▶ _WHAT IS REQUIRED_
Please copy out the stretch from the line containing "locate scratched lucite" through the final line, requests included. Scale every point coordinate in the answers by 1.6 and round each to a whole number, with halves going up, and return only those lines.

********

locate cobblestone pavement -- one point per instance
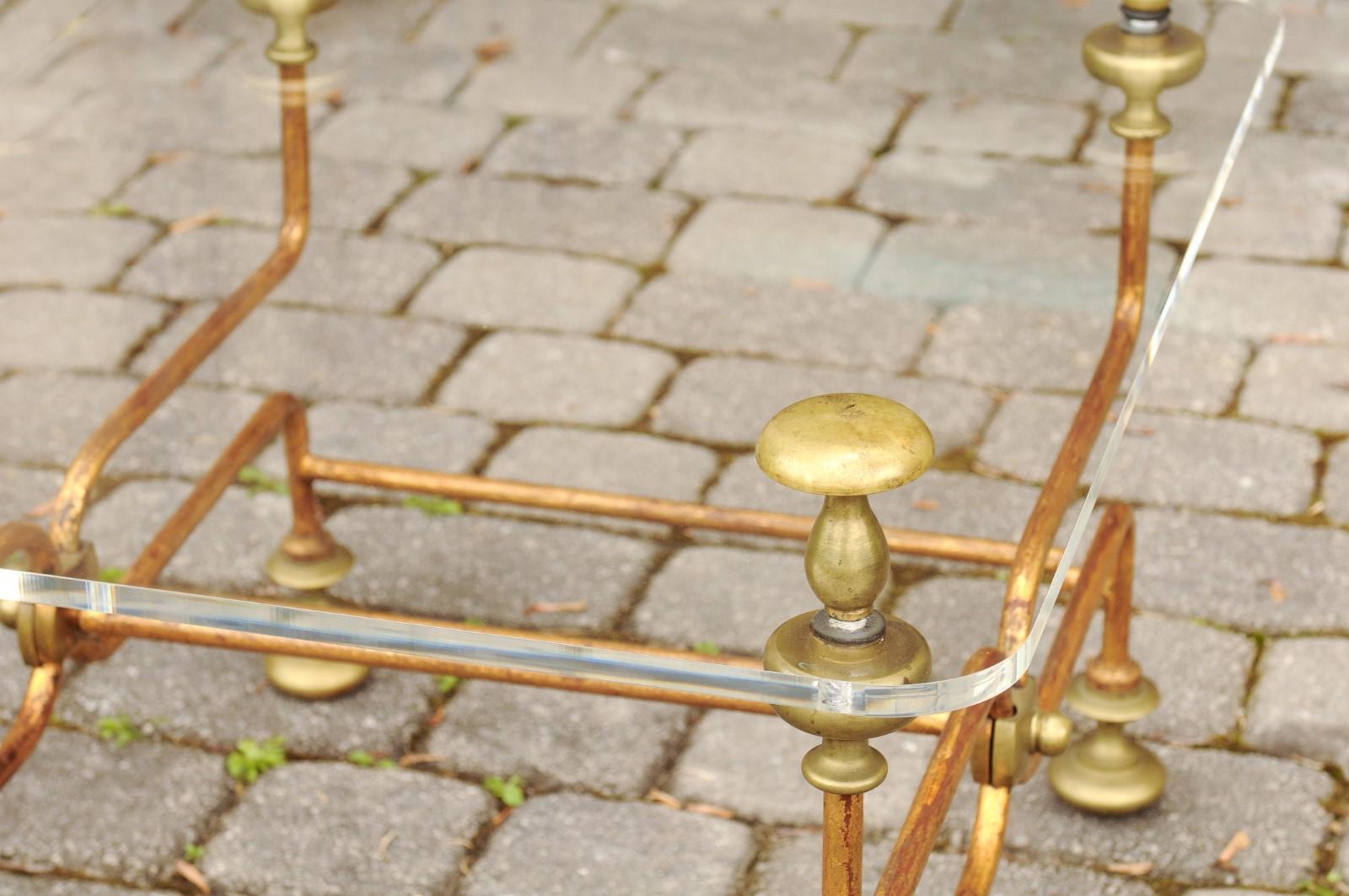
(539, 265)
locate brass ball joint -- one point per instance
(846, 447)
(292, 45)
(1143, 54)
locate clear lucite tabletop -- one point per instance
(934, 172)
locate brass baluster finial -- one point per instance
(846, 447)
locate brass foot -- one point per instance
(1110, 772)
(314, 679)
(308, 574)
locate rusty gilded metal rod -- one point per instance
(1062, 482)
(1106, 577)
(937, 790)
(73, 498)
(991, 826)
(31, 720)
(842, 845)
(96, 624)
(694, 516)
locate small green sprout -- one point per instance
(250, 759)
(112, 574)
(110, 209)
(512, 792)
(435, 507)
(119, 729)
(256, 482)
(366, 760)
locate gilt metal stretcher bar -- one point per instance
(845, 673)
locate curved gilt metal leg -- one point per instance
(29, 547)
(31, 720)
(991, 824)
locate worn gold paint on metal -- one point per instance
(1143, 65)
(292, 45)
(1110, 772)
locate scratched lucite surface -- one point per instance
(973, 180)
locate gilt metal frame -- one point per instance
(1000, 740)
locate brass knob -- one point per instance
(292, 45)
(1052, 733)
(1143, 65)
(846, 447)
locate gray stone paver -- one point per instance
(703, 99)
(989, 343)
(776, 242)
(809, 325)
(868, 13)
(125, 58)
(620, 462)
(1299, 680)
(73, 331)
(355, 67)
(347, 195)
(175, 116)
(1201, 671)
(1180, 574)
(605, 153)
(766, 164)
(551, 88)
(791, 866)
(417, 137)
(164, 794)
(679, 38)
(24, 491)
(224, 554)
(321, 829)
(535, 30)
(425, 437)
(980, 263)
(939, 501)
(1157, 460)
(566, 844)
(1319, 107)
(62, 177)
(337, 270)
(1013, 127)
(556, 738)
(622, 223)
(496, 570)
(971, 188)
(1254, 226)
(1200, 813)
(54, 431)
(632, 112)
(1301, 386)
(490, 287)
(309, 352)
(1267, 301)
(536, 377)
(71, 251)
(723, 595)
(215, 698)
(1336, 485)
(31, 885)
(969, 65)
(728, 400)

********

▶ _REPLY_
locate scratched lucite surface -- one point per instance
(1557, 288)
locate gilt metal frame -- one point per instance
(1600, 1184)
locate brass knob -- one point per instance
(467, 72)
(1683, 1173)
(1829, 104)
(1354, 715)
locate gray stone paver -- one point per instance
(1125, 158)
(1582, 549)
(1242, 387)
(1294, 520)
(1389, 21)
(200, 93)
(992, 739)
(2078, 1088)
(117, 530)
(568, 107)
(555, 312)
(280, 186)
(1922, 1074)
(1888, 918)
(968, 245)
(1226, 262)
(882, 141)
(1266, 1386)
(667, 219)
(262, 1270)
(1086, 61)
(38, 786)
(358, 886)
(514, 1326)
(856, 48)
(680, 699)
(1568, 421)
(1502, 802)
(1851, 736)
(906, 1350)
(2110, 171)
(99, 283)
(539, 432)
(1621, 203)
(890, 1181)
(995, 357)
(794, 912)
(1554, 301)
(2006, 362)
(1920, 1301)
(86, 690)
(1011, 179)
(2082, 618)
(784, 459)
(494, 563)
(2027, 482)
(858, 603)
(114, 402)
(1157, 952)
(344, 1117)
(2138, 776)
(50, 1416)
(1550, 104)
(1165, 640)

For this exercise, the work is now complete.